(Coordinate annotation records)
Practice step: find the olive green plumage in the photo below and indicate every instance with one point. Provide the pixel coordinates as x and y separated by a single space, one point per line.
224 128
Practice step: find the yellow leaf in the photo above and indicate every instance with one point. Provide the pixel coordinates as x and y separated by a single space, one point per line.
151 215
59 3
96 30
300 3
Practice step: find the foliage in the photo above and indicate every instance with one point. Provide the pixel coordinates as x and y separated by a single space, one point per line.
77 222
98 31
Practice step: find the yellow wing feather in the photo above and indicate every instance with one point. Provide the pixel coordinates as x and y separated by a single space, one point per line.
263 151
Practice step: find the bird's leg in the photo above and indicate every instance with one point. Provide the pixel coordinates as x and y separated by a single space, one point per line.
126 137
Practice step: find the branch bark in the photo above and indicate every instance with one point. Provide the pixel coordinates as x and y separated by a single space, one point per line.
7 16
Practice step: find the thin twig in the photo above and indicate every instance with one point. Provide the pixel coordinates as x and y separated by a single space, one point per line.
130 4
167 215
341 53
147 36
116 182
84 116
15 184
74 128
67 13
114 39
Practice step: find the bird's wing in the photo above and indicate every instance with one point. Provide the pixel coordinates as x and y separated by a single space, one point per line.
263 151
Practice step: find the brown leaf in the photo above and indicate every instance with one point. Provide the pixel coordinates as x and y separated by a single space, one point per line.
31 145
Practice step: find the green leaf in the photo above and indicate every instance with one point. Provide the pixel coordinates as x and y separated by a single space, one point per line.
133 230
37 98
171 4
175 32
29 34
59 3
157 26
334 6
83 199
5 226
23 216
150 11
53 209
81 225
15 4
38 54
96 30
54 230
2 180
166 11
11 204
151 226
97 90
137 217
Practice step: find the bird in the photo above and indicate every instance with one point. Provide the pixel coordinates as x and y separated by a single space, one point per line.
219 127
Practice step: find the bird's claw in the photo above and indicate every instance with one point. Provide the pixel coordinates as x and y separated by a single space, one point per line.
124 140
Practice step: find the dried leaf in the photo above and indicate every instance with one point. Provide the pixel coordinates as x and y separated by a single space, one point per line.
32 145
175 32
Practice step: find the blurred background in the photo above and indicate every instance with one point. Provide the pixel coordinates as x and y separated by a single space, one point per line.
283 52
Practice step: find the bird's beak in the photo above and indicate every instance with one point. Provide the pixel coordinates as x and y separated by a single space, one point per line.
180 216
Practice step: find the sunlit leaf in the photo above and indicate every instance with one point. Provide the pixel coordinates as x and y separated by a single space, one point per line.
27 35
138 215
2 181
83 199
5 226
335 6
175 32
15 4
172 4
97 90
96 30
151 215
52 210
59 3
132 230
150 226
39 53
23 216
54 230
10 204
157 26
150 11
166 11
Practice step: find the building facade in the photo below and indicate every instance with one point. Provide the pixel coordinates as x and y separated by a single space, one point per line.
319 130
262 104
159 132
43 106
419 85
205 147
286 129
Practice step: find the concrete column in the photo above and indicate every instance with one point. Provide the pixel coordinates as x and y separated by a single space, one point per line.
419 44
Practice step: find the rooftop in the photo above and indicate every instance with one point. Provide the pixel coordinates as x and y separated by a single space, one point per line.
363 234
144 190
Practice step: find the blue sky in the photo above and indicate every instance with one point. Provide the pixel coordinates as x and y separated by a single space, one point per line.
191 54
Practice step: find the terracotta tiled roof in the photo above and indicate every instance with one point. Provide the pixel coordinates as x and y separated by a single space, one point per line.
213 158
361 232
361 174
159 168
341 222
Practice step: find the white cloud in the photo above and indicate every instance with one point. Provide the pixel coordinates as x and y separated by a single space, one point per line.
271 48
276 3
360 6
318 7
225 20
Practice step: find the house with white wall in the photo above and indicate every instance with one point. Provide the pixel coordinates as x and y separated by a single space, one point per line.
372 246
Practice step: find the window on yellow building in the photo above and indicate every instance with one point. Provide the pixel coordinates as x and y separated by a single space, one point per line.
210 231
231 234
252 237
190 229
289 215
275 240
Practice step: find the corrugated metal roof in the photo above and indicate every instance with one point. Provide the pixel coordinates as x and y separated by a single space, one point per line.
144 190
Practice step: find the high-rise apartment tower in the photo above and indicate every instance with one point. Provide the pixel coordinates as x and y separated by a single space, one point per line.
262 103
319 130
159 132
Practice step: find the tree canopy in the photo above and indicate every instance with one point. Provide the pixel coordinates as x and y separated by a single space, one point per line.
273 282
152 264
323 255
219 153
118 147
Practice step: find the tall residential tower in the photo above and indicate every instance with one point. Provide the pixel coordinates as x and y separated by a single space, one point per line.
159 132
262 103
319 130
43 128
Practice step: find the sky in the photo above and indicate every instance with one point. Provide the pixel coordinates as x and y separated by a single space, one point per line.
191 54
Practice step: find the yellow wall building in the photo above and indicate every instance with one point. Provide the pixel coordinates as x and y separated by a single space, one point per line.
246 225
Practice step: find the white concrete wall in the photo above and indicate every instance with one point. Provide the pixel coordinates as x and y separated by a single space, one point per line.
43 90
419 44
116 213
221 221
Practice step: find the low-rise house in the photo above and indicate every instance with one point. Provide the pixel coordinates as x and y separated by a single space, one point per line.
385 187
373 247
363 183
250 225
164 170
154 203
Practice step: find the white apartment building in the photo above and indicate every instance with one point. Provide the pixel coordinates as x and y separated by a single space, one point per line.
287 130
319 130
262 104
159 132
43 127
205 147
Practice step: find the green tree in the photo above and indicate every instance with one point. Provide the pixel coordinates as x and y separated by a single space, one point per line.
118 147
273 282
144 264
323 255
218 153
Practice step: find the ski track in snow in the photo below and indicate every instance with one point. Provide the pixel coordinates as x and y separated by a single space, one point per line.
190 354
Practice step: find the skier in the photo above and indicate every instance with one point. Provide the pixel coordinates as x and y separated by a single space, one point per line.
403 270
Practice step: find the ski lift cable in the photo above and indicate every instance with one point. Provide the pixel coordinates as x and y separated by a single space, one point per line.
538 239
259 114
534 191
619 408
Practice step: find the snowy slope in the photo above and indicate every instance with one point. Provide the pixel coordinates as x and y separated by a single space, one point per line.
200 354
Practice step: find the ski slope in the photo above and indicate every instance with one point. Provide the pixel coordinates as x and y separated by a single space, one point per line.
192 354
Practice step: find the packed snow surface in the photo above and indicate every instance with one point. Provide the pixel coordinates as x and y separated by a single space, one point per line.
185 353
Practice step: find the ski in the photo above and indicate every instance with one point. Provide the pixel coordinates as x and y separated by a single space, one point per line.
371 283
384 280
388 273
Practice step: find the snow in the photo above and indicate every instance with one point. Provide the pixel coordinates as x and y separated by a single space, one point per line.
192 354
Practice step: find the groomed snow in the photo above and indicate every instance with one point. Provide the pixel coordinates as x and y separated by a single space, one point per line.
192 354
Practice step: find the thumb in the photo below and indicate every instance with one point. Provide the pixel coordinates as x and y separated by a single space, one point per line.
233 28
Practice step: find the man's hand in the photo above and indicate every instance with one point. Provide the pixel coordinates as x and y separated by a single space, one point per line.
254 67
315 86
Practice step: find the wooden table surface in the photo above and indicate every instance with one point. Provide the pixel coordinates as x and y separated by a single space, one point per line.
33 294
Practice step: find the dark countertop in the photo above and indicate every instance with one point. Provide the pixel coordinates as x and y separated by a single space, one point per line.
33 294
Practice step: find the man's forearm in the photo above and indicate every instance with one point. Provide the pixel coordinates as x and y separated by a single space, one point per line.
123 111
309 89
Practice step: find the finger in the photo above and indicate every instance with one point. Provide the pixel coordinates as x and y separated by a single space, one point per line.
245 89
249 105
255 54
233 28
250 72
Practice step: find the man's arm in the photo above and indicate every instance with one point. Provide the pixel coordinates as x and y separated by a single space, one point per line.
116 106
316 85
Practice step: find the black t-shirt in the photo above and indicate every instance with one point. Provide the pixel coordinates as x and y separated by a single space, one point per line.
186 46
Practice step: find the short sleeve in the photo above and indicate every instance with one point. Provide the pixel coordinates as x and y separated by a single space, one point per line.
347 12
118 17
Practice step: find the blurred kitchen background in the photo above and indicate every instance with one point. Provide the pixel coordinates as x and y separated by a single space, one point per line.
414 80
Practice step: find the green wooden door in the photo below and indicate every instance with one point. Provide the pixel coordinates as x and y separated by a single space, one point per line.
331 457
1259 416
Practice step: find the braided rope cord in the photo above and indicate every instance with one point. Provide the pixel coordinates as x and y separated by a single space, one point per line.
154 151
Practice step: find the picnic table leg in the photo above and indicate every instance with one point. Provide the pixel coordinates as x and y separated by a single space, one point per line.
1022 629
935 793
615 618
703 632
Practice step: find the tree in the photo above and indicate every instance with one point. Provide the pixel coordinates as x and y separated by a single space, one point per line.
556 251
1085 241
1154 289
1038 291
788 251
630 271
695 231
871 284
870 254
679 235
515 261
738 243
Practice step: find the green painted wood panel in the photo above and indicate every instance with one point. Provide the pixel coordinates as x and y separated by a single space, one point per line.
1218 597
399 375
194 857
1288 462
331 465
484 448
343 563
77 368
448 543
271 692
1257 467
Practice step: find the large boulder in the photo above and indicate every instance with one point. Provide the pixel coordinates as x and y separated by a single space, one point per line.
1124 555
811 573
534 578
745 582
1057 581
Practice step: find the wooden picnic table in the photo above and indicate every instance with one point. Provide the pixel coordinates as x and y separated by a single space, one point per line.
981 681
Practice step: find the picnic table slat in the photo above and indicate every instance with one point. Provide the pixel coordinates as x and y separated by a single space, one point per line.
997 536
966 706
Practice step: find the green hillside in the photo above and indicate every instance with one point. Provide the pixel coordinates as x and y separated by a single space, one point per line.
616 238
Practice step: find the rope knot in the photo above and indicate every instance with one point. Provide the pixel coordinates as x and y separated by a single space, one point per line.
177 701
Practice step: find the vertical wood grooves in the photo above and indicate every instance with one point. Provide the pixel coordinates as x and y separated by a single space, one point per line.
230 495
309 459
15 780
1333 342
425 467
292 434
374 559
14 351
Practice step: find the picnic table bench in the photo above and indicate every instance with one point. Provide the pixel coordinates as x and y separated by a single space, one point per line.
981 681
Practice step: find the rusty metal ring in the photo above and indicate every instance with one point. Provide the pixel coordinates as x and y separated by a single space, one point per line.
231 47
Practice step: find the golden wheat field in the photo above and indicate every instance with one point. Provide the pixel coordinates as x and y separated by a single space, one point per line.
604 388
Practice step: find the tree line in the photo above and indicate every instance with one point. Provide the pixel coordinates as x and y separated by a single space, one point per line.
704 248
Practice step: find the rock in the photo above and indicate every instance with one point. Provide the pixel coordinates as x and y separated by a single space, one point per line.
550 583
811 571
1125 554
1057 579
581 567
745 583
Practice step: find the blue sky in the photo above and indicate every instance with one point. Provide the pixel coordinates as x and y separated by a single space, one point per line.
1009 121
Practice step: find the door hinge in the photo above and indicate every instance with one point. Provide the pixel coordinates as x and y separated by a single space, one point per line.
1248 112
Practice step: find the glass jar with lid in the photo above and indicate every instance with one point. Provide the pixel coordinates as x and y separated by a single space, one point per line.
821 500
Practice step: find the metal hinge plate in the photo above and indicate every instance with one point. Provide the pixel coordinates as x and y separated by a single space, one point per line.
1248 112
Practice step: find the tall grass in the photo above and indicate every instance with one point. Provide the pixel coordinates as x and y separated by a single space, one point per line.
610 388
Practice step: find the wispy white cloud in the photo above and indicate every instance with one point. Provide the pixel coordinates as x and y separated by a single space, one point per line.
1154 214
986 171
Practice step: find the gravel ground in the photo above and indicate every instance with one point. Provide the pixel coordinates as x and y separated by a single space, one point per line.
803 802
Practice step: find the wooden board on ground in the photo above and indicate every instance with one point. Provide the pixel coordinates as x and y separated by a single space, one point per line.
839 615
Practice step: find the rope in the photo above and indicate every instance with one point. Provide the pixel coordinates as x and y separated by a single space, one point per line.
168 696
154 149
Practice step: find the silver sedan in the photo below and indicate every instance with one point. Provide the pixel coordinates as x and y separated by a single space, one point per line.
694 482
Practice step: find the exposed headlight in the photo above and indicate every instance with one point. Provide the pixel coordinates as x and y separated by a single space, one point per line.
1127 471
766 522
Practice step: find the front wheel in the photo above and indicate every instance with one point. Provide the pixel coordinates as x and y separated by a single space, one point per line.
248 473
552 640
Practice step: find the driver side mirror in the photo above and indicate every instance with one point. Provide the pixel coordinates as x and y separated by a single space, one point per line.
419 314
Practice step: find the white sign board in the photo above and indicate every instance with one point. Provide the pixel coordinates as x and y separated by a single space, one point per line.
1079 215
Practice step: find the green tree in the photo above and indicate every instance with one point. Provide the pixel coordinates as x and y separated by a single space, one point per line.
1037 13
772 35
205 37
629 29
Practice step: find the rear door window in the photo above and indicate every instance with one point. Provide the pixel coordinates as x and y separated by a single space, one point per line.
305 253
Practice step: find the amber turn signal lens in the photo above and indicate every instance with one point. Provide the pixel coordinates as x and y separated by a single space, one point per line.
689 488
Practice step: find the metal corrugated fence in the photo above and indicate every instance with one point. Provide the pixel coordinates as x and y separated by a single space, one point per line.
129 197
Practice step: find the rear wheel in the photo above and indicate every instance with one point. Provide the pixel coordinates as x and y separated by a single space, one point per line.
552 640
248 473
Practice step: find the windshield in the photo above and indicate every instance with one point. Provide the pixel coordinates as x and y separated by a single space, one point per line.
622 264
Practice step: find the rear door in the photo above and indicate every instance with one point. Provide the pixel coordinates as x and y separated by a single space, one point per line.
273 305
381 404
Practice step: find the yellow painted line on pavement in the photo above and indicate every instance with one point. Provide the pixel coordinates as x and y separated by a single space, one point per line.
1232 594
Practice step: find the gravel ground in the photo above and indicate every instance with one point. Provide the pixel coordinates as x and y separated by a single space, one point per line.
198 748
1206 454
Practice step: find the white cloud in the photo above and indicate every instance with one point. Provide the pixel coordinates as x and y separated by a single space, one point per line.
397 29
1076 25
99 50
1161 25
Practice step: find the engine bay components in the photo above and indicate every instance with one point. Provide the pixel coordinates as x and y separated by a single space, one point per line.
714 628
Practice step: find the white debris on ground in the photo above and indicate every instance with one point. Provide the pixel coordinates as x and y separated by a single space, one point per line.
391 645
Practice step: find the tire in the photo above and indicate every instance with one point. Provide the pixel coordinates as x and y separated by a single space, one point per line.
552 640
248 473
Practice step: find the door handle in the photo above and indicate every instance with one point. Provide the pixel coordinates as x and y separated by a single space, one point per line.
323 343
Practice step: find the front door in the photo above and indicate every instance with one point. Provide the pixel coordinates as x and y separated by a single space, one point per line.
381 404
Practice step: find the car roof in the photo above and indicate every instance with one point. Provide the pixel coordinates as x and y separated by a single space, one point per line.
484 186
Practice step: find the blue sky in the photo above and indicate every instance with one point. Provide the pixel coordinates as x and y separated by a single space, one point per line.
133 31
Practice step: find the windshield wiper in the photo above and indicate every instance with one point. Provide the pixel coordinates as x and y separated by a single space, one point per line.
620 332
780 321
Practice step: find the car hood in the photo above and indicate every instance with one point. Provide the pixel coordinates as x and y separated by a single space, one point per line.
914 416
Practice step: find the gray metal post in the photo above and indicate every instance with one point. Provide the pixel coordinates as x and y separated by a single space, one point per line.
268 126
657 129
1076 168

Set task » Reproduce precisely the span of lines that begins at the line containing "Practice step: find the white debris" and ends with the last line of the listing.

Worked answer »
Practice step: find the white debris on ground in the photo above and indicate every instance with one point. Provide the pixel coordinates as x and y separated by a single space, one point per line.
391 645
Practice step: find the tire in the photo above and indicate every instance with one point. Provide the pixel coordinates as x and y separated by a single space, one point per line.
552 640
248 473
Practice step: find the door handle in the photo above and indicate every instance with one point. Provide the pixel coordinates as x and y separated by a single space, one point per line.
323 343
Practice step: find the front door in the photo above and indicate every instance with one point. Provide the pixel coordinates as x and y separated by a single space, one point per line.
381 404
Practice step: find the car roof in the photo above and indicate every instance with one point. Provide the pixel coordinates as x and y separated by a single space, one point per line.
484 186
Practice step: find the blue sky in the photo above and indicate every instance with one point. Provide the pixel coordinates as x and y separated by a single space, one point per line.
133 31
Practice step: find the windshield wiper in the photo above and indicate every instance with one point. Provide the pixel coordinates as x and y separated by a single space, one point per line.
620 332
780 321
Practice step: find the car hood in the photo above and indicate every instance with one point. Provide the pixel coordinates as x and y separated by a single space, one point per line.
914 416
Practice step: find the gray metal post in the photo above and indicate every instance with one point. Provide the pixel coordinates as x and y separated by a single space, one point per line.
268 126
657 129
1076 168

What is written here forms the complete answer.